[Position annotation records]
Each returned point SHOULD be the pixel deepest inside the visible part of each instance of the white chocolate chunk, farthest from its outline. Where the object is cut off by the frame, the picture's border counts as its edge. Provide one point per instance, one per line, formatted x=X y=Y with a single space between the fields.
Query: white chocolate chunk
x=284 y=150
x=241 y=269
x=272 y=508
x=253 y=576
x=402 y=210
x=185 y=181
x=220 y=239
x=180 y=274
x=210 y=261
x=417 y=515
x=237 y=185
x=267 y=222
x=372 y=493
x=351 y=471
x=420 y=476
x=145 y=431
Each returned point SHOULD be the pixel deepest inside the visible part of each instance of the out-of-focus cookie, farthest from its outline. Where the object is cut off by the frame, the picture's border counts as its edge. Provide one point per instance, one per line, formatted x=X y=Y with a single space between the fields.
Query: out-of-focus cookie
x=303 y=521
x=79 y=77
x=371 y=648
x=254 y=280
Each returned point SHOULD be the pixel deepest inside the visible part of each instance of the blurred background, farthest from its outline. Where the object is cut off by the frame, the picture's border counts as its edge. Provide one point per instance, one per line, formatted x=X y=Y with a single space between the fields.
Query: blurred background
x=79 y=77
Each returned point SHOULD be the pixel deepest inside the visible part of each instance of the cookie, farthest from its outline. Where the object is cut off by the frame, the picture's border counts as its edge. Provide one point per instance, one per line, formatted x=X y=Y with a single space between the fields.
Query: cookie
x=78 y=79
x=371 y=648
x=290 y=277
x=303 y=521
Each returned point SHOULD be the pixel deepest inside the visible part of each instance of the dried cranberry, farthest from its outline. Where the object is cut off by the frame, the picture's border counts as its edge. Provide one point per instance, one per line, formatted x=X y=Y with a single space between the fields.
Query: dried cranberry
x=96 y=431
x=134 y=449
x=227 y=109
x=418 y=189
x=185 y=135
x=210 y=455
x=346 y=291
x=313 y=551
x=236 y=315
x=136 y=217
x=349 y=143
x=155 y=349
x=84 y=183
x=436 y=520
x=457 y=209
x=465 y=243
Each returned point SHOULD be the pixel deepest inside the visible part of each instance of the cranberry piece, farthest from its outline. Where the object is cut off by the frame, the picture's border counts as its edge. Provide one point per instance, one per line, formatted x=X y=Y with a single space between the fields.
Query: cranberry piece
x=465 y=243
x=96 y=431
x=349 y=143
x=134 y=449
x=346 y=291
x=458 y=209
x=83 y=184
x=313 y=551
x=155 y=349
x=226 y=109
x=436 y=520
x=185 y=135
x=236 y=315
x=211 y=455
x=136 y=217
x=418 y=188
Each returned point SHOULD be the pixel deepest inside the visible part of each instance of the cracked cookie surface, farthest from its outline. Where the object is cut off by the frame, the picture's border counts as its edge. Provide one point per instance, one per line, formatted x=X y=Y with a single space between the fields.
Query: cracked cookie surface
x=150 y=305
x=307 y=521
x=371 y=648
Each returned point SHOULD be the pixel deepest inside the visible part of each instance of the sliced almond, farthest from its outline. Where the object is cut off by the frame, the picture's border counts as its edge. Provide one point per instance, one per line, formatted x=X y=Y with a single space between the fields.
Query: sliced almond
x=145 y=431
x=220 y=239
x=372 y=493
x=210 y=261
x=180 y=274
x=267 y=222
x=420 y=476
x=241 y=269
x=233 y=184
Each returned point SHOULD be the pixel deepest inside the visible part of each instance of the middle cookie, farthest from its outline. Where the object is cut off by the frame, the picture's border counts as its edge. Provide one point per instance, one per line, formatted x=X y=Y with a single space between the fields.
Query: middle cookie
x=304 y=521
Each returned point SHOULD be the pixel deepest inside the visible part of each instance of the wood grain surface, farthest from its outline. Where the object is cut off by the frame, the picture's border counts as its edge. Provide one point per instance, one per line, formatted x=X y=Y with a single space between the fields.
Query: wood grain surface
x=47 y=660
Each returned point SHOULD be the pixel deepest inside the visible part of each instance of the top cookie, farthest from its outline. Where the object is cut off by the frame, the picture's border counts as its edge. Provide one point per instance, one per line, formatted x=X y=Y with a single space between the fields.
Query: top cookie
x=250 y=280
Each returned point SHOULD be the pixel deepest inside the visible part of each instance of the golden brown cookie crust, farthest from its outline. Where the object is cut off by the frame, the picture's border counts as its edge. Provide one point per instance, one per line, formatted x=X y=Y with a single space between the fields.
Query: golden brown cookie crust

• _The request_:
Rewrite all the items above, putting "image's border" wherever "picture's border" appears and changing nothing else.

• _Written response_:
Each returned point SHOULD be the pixel deepest inside the visible part of each instance of the white chocolate chunk, farthest from its outline. Where the object is cut off by the frame, the image's border counts as its edge. Provide one point per instance, one per line, formatted x=X y=Y with a single space between the fields.
Query: white chocolate chunk
x=284 y=150
x=241 y=269
x=272 y=508
x=253 y=576
x=402 y=210
x=185 y=181
x=220 y=239
x=180 y=274
x=210 y=261
x=417 y=515
x=237 y=185
x=267 y=222
x=372 y=493
x=351 y=471
x=420 y=476
x=145 y=431
Each returned point SHOULD be the pixel deepest inside the visible part of each instance of the out-of-focus cookie, farthest from its outline. Where the object is cut off by the frame, the image's border counts as its edge. Provide one point per instance, one per line, formatted x=X y=Y with a single space between the fields.
Query: out-of-focus cookie
x=303 y=521
x=79 y=77
x=371 y=648
x=254 y=280
Each returned point SHOULD be the pixel deepest inside the visible part of each instance of the blurred background, farthest from its outline. Where the object is cut off by the frame, the image's border counts as its edge. Provide one point per instance, one per line, formatted x=X y=Y with a single space between the fields.
Query: blurred background
x=79 y=77
Each returned point SHOULD be the pixel deepest inside the visible part of each instance of the cookie, farthest from its outline. Where the object is cut off by the frame, the image's border counts as its edge. Provide one point per instance, one per line, formatted x=X y=Y with a single space between the fields.
Query: cookie
x=78 y=79
x=371 y=648
x=290 y=277
x=303 y=521
Each returned point SHOULD be the pixel deepest inside the visible part of each instance of the dried cranberry, farthest from its outline. Where the object is cut off by the frame, the image's border counts as its edge. Provide one point per instance, one per line, formatted x=X y=Y with a single space between the fields.
Query: dried cranberry
x=96 y=431
x=134 y=449
x=227 y=109
x=418 y=189
x=185 y=135
x=210 y=455
x=346 y=291
x=313 y=551
x=236 y=315
x=136 y=217
x=349 y=143
x=155 y=349
x=84 y=183
x=436 y=520
x=457 y=209
x=465 y=243
Each returned point SHOULD be the pixel deepest inside the visible part of each instance of the cranberry piece, farthest from its outline. Where the object is cut off by the frame, the image's border counts as its edge. Provide one point per instance, one per line, formatted x=X y=Y with a single space between the fields.
Query: cranberry piece
x=465 y=243
x=96 y=431
x=349 y=143
x=134 y=449
x=346 y=291
x=458 y=209
x=83 y=184
x=313 y=551
x=155 y=349
x=226 y=109
x=436 y=520
x=185 y=135
x=236 y=315
x=211 y=455
x=136 y=217
x=418 y=188
Each returned point SHOULD be the pixel deepest inside the visible part of each instance of the cracked cookie surface, farthest from its outline. Where the object is cut off by the frame, the image's border counts as its edge. Provide one point per instance, one per line, formatted x=X y=Y with a single space between the fields.
Query: cracked cookie surface
x=150 y=305
x=307 y=521
x=371 y=648
Each returned point SHOULD be the pixel deepest inside the visible part of each instance of the sliced almond, farthest from its outline. Where the object is cut off by the frame, the image's border counts as its edge. Provide one point per instance, one per line, formatted x=X y=Y with a single space between the fields.
Query: sliced almond
x=145 y=431
x=220 y=239
x=372 y=493
x=210 y=261
x=180 y=274
x=267 y=222
x=420 y=476
x=241 y=269
x=233 y=184
Each returned point SHOULD be the pixel deepest inside the visible part of each instance of the middle cookie, farthest from its outline. Where the object is cut off by the frame, the image's border counts as its edge. Provide one point per instance, one per line, formatted x=X y=Y with a single space between the fields.
Query: middle cookie
x=304 y=521
Each returned point SHOULD be the pixel deepest inside the visible part of each instance of the wood grain surface, farthest from its outline. Where the object is cut off by the frame, the image's border counts as its edge. Provide one point per instance, one per line, formatted x=X y=Y with a single space between the fields.
Query: wood grain surface
x=47 y=660
Each returned point SHOULD be the pixel deepest inside the visible part of each instance of the top cookie, farthest from its outline. Where the object is cut off by the frame, the image's border counts as its edge. Provide one point per instance, one per line, formatted x=X y=Y with a single space between the fields.
Query: top cookie
x=250 y=280
Each returned point SHOULD be the pixel deepest inside the visible part of each instance of the golden brown cookie crust, farthest from its outline. Where the object is cut off by the frame, the image's border counts as its edge. Provide one point per instance, one per line, formatted x=X y=Y with a single space between the fields.
Query: golden brown cookie crust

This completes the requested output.